What you are asked to do:
Please restate each entry word for word and leave the pictures out.

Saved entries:
####

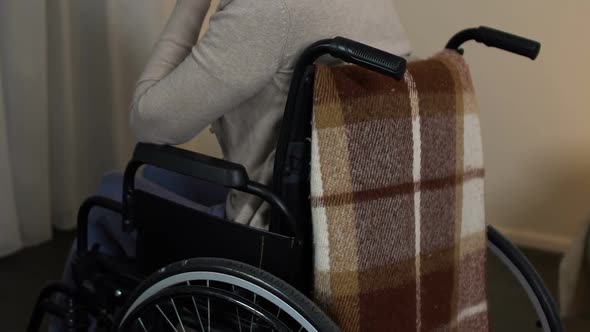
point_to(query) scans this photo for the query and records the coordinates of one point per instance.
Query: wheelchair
(262, 282)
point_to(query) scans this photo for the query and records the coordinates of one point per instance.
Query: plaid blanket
(397, 198)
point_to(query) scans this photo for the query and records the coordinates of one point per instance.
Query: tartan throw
(397, 198)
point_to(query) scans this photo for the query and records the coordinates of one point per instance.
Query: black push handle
(368, 57)
(499, 39)
(509, 42)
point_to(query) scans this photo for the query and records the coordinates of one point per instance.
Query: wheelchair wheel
(210, 294)
(528, 279)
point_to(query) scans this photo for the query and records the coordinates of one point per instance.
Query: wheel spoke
(252, 316)
(177, 315)
(197, 310)
(237, 310)
(141, 324)
(166, 317)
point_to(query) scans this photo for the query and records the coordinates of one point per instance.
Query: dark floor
(23, 275)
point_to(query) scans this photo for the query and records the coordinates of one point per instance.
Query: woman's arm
(185, 88)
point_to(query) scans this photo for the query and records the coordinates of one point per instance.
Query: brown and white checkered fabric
(397, 198)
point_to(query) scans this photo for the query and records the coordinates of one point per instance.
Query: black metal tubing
(307, 58)
(341, 48)
(84, 211)
(266, 194)
(530, 274)
(44, 305)
(208, 292)
(496, 38)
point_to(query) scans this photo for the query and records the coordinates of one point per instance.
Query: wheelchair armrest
(206, 168)
(200, 166)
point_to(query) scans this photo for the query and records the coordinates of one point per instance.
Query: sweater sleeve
(184, 88)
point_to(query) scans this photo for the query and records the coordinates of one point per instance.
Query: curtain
(67, 71)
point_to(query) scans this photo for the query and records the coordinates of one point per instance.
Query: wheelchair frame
(104, 282)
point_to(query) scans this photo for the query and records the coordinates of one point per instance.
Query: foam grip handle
(368, 57)
(508, 42)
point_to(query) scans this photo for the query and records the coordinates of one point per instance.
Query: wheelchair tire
(183, 278)
(528, 278)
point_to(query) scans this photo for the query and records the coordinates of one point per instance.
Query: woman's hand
(223, 3)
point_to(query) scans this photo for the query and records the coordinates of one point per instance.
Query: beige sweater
(237, 76)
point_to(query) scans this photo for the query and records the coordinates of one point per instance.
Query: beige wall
(535, 115)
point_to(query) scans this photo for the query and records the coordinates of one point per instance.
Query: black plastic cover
(200, 166)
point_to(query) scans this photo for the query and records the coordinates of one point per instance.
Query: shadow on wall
(560, 199)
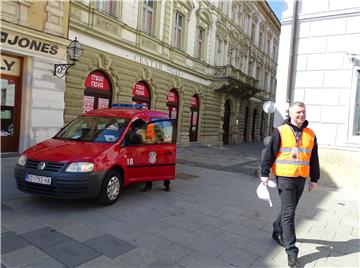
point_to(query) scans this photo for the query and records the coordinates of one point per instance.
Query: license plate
(38, 179)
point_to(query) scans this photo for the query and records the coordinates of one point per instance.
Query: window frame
(354, 92)
(145, 9)
(179, 44)
(99, 5)
(200, 42)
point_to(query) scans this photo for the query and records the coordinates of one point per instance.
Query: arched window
(172, 103)
(141, 94)
(194, 119)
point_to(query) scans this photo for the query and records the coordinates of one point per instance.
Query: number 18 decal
(130, 161)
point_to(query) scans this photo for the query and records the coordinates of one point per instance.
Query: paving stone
(109, 245)
(239, 258)
(47, 262)
(208, 247)
(161, 263)
(233, 240)
(45, 237)
(182, 223)
(11, 241)
(100, 262)
(177, 235)
(72, 253)
(22, 256)
(136, 258)
(151, 242)
(175, 252)
(200, 260)
(207, 232)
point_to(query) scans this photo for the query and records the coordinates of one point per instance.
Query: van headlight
(22, 160)
(80, 167)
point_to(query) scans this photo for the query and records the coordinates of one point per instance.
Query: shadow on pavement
(329, 249)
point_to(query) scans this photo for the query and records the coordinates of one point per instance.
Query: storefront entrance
(10, 103)
(226, 125)
(141, 94)
(172, 103)
(194, 119)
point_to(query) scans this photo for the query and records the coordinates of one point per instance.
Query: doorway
(226, 124)
(10, 112)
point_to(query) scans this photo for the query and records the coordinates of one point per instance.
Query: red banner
(97, 80)
(194, 102)
(172, 97)
(140, 90)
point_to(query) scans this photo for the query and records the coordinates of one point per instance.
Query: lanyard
(297, 136)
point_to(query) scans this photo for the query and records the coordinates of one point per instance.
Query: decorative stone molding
(16, 11)
(54, 23)
(104, 61)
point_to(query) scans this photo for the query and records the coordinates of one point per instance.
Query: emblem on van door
(152, 157)
(41, 165)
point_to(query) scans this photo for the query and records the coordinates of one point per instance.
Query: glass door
(10, 113)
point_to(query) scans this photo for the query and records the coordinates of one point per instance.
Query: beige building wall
(117, 45)
(325, 75)
(35, 32)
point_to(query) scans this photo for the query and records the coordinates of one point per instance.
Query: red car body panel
(107, 156)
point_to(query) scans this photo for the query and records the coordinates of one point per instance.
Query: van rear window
(94, 129)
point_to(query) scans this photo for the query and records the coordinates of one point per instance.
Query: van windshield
(94, 129)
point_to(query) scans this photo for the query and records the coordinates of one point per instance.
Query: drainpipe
(292, 58)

####

Your solution:
point_to(query) scans this photo for the query and records the coordinates of one point per instance.
Query: wheelchair
(262, 282)
point_to(query) scans this photo for the query and records the coordinates of one point per instance.
Query: plaid blanket
(397, 198)
point_to(query) scans this photo for the query and records the coordinates of one point per instance.
Query: tartan throw
(397, 198)
point_to(query) scans this photo for the query and records the coordinates of one point per instance.
Query: black push handle
(368, 57)
(499, 39)
(509, 42)
point_to(query) scans this photo for the query and records the coordinates of one point per instance.
Query: wheelchair wheel
(210, 294)
(528, 279)
point_to(query) scans this photo for the query and records the coordinates of one point per instance.
Query: wheel spoke
(252, 316)
(177, 315)
(197, 310)
(237, 310)
(141, 324)
(166, 317)
point_to(query) scans this photo for the query and records the coordinates of one point per instance.
Query: dark floor
(23, 275)
point_to(query) scans this photo for the query and records the coordinates of one point per instance.
Query: woman's arm
(185, 88)
point_to(query) scans this photo for the query and records the coordinates of one point per instance.
Query: brown and white checkered fabric
(397, 198)
point_to(query) scans this photo for the query and records the coordinates of one point per instance.
Query: black metal tubing
(307, 58)
(341, 48)
(84, 211)
(266, 194)
(530, 274)
(44, 305)
(208, 292)
(496, 38)
point_to(query) scans this photo for the query and records the coordinates of one point per instance.
Query: wheelchair armrest
(206, 168)
(200, 166)
point_to(query) scans this photo for the query and records the coordinates of one point per instance.
Query: sweater sleeve
(184, 88)
point_to(query) scans this photo for the query and records the coordinates of one point per instance.
Query: curtain
(67, 71)
point_to(query) scans this photo for the query and records the coordinates of one point per instance.
Query: wheelchair frame
(104, 282)
point_to(query) scans this photo for the query and records the coordinates of one point per instance.
Query: foam grip handle
(368, 57)
(508, 42)
point_to(query) scans this photo for the query and records the coordinates of one point per instance.
Query: wheelchair tire
(183, 278)
(528, 278)
point_to(query) scans this photo for the query and records the coordinates of one point per instance.
Query: woman's hand
(223, 3)
point_to(query) scans this photo for the query and records the coordinates of one point per instance.
Query: beige sweater
(237, 76)
point_to(query) scans this photo for the query and records the coordinates of one point per instance.
Query: beige wall
(535, 115)
point_to(query) scans this photo for the query and records the coordinates of one point per instance.
Query: black plastic cover
(200, 166)
point_to(query) scans this photo for the query and records the coordinates of one point per instance.
Query: shadow on wall
(560, 199)
point_to(query) scans this photo for the query and records the coordinates of one point per instance.
Query: license plate
(38, 179)
point_to(query) scans this photo for the query and records the coordinates of one point per instance.
Query: window frame
(354, 92)
(145, 9)
(179, 44)
(99, 5)
(200, 42)
point_to(query) scans this photo for the query and records the coordinates of one point per instance.
Query: arched window
(172, 103)
(141, 94)
(194, 119)
point_to(query) scans this photo for the query and records the coordinates of one point per instance.
Query: number 18 decal
(130, 161)
point_to(query) scans this photo for the query and records the coordinates of one point per instance.
Query: paving stone
(109, 245)
(239, 258)
(47, 262)
(208, 247)
(161, 263)
(233, 240)
(45, 237)
(182, 223)
(11, 241)
(100, 262)
(177, 235)
(72, 253)
(22, 256)
(136, 258)
(151, 242)
(175, 252)
(200, 260)
(207, 232)
point_to(query) scans this photo for the query and records the coordinates of one point per instance.
Query: van headlight
(22, 160)
(80, 167)
point_to(query) scans this photo for the query and records the coordinates of one point per instance.
Query: shadow on pavement
(329, 249)
point_to(query) scans this photo for the query and records the coordinates of one point per instance.
Query: storefront entrance
(10, 103)
(226, 125)
(141, 94)
(172, 103)
(194, 119)
point_to(query) scans this photo for the query and records the coordinates of one point per instance.
Query: doorway
(226, 124)
(10, 112)
point_to(query) scans this photo for the query and records the coordinates of one point per instance.
Query: red banner
(97, 80)
(194, 102)
(172, 97)
(140, 90)
point_to(query) scans this photo for the query and records the coordinates of one point per instance.
Query: lanyard
(297, 136)
point_to(query) scans this photo for the query and records the coordinates of one point per instance.
Query: decorative stone molding
(16, 11)
(54, 23)
(104, 61)
point_to(query) scans this photo for the query and records the coordinates of one point per instance.
Query: emblem on van door
(152, 157)
(41, 165)
point_to(query) scans this photo for the query and records the coordinates of one point per instance.
Query: glass door
(10, 113)
point_to(query) scans this photo for the query and records the coordinates of one point per instance.
Query: beige building wall
(117, 45)
(325, 75)
(35, 32)
point_to(query) scans this photo for the query and records the coordinates of one point per instance.
Query: red car body panel
(107, 156)
point_to(query) scans this photo for the query and records the coordinates of one point per instance.
Query: van rear window
(94, 129)
point_to(query) scans this photo for the query and records the coordinates of one point per instance.
Query: van windshield
(94, 129)
point_to(query) scans this photo for the query and records the coordinates of one point per instance.
Query: drainpipe
(292, 58)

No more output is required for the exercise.